▶ _元の文章_:

↓↓↓

ドラマダイジェスト

連続テレビ小説「なつぞら」第25話「なつよ、お兄ちゃんはどこに?」【第5週】

あらすじ

なつ(広瀬すず)たちの演劇大会終了後、泰樹(草刈正雄)は、牛乳の販売を協力することを決意。そして柴田牧場では、干し草作りを行っていた。ある日、泰樹は天陽(吉沢亮)との関係をなつに問いかける。突然のことに驚くなつに、泰樹は、自分の思い描く将来の牧場について語りだす。その後、泰樹といっしょに天陽の家を訪れたなつは、東京から送られてきたというあるものを、天陽から手渡される…。

25話ネタバレ

柴田家

旧牛舎

なつ「じいちゃんに 何も感じてもらえんかったら 私の負けだから。」

泰樹「ん?」

演劇コンクール 十勝地区予選大会

雪次郎「勝農演劇部!」

一同「そ~れ~!」

回想・なつ「私が この芝居 見したいのは じいちゃんだけだから。」

↑↑↑

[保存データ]
↓↓↓

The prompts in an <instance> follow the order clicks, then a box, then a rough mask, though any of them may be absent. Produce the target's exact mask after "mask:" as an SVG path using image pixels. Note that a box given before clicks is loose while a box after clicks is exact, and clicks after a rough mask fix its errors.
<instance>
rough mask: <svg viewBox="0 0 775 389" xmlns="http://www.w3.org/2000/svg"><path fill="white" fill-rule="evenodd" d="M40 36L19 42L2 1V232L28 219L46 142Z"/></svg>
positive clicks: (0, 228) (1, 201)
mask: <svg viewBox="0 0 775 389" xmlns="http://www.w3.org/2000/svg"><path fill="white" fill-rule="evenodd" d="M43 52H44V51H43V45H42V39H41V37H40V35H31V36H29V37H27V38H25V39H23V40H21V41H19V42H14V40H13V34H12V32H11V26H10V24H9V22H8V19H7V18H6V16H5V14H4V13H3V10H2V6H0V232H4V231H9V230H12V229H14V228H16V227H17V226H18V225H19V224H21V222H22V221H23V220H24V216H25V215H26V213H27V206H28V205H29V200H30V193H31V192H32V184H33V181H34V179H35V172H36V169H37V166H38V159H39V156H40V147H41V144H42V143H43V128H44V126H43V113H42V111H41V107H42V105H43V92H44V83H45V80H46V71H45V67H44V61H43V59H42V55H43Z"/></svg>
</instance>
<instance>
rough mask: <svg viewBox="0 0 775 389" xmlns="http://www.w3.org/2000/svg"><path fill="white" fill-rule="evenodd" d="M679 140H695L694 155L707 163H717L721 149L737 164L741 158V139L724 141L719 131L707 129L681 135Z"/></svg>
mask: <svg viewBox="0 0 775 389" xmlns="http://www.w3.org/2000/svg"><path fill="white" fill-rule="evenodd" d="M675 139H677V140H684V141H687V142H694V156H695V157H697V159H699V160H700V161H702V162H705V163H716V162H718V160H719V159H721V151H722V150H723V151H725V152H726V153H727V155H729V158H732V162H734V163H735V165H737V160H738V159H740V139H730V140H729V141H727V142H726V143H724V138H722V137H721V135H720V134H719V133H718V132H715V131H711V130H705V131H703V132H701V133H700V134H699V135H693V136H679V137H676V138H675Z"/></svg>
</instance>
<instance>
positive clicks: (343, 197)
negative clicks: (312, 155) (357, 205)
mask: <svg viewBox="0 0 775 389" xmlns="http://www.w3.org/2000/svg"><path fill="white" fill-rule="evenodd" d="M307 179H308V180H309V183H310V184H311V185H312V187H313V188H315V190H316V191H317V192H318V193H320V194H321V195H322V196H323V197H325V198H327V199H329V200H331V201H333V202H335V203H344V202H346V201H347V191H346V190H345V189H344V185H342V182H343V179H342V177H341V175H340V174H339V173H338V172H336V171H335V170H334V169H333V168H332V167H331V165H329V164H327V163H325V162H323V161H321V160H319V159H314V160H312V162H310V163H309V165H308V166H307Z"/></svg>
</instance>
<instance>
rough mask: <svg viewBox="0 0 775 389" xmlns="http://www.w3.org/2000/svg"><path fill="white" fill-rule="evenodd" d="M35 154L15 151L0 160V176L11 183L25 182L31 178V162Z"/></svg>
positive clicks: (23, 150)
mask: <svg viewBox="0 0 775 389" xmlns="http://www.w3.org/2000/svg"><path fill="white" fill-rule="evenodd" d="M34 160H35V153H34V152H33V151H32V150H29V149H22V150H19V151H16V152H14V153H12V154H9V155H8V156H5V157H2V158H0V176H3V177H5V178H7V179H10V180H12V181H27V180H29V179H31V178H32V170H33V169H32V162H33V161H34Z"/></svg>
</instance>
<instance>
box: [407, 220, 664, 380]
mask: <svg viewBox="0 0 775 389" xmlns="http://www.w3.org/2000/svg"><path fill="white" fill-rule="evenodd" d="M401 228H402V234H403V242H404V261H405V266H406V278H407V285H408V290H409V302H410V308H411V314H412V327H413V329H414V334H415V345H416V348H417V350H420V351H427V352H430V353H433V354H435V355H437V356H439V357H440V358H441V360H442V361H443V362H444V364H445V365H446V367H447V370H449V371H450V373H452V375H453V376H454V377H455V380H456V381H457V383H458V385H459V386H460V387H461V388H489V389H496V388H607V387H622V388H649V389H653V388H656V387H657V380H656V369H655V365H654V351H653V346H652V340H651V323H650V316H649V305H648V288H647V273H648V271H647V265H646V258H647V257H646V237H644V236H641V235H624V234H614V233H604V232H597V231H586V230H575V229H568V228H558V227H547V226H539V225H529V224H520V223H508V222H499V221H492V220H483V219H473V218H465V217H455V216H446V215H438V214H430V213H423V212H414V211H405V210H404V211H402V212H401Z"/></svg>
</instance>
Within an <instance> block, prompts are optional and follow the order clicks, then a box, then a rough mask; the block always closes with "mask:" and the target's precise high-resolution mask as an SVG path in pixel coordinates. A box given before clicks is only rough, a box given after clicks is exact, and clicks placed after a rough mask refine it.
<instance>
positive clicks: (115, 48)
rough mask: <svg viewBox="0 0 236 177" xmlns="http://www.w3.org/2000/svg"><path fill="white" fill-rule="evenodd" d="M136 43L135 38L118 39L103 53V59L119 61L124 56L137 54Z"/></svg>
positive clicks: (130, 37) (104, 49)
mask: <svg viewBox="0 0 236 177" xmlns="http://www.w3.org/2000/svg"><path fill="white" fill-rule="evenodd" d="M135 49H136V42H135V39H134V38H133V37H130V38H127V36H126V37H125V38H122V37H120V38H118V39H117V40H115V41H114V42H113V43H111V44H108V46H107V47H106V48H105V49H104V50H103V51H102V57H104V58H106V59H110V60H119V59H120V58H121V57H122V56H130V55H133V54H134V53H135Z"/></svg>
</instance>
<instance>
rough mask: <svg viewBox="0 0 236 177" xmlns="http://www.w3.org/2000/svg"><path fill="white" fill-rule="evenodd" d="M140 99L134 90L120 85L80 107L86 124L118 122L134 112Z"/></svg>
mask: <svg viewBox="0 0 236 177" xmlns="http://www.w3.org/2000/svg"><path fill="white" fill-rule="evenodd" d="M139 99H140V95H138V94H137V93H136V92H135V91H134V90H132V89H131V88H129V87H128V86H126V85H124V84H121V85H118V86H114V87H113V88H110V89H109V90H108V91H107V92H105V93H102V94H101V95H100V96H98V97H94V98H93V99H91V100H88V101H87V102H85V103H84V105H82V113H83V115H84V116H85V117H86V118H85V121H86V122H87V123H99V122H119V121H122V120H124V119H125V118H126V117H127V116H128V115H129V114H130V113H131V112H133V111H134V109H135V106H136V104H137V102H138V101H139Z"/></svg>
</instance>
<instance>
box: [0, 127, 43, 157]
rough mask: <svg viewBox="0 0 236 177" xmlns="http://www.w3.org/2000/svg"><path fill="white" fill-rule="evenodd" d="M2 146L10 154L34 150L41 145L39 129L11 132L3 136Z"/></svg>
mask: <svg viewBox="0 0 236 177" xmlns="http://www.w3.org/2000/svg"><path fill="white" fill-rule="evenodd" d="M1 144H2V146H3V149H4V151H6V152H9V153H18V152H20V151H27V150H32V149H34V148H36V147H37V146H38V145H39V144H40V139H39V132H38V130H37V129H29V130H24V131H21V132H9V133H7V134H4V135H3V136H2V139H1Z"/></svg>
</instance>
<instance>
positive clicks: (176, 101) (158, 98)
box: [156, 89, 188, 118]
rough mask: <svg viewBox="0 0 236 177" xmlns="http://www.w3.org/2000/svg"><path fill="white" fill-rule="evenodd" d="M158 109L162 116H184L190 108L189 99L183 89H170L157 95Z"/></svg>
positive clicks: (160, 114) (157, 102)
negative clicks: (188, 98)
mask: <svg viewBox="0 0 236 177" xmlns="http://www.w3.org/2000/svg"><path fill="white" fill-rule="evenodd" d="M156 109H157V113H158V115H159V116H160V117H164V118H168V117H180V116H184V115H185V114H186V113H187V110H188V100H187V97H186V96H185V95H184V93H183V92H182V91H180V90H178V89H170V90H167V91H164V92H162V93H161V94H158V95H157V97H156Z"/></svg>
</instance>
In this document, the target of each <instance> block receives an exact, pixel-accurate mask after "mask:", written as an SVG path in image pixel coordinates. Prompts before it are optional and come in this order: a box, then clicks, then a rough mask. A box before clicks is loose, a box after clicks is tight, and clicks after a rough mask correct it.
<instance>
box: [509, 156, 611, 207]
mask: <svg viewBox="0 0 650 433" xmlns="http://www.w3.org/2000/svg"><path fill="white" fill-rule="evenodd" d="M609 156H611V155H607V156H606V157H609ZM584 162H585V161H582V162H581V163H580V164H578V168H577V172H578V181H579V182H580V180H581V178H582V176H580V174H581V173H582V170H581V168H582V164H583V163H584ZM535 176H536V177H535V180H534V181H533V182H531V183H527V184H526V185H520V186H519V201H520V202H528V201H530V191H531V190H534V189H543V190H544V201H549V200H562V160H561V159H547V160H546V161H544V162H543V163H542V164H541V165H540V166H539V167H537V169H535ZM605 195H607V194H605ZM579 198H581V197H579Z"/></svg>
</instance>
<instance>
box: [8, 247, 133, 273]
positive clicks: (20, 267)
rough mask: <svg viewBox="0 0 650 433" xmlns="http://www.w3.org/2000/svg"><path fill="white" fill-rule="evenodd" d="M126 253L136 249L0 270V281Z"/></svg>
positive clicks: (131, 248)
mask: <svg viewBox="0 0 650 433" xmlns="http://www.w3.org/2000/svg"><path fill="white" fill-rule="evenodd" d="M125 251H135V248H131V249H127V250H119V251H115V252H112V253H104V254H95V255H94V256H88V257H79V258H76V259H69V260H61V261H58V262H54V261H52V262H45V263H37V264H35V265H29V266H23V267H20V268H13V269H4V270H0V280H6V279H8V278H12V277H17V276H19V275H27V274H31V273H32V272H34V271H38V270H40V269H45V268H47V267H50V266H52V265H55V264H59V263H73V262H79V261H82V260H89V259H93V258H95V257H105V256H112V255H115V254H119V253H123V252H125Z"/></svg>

↑↑↑

▶ _やること_:
「なつぞら」の文章を、「連続テレビ小説「なつぞら」第25話「なつよ、お兄ちゃんはどこに?」【第5週】」のある部分から書き始め、「のを、天陽から手渡される…。」まで書いたら止めて、一字も変えずに書き写してください。 答えるときは「なつぞら」の文章だけを使ってください。

▶ _答え_:
連続テレビ小説「なつぞら」第25話「なつよ、お兄ちゃんはどこに?」【第5週】

あらすじ

なつ(広瀬すず)たちの演劇大会終了後、泰樹(草刈正雄)は、牛乳の販売を協力することを決意。そして柴田牧場では、干し草作りを行っていた。ある日、泰樹は天陽(吉沢亮)との関係をなつに問いかける。突然のことに驚くなつに、泰樹は、自分の思い描く将来の牧場について語りだす。その後、泰樹といっしょに天陽の家を訪れたなつは、東京から送られてきたというあるものを、天陽から手渡される…。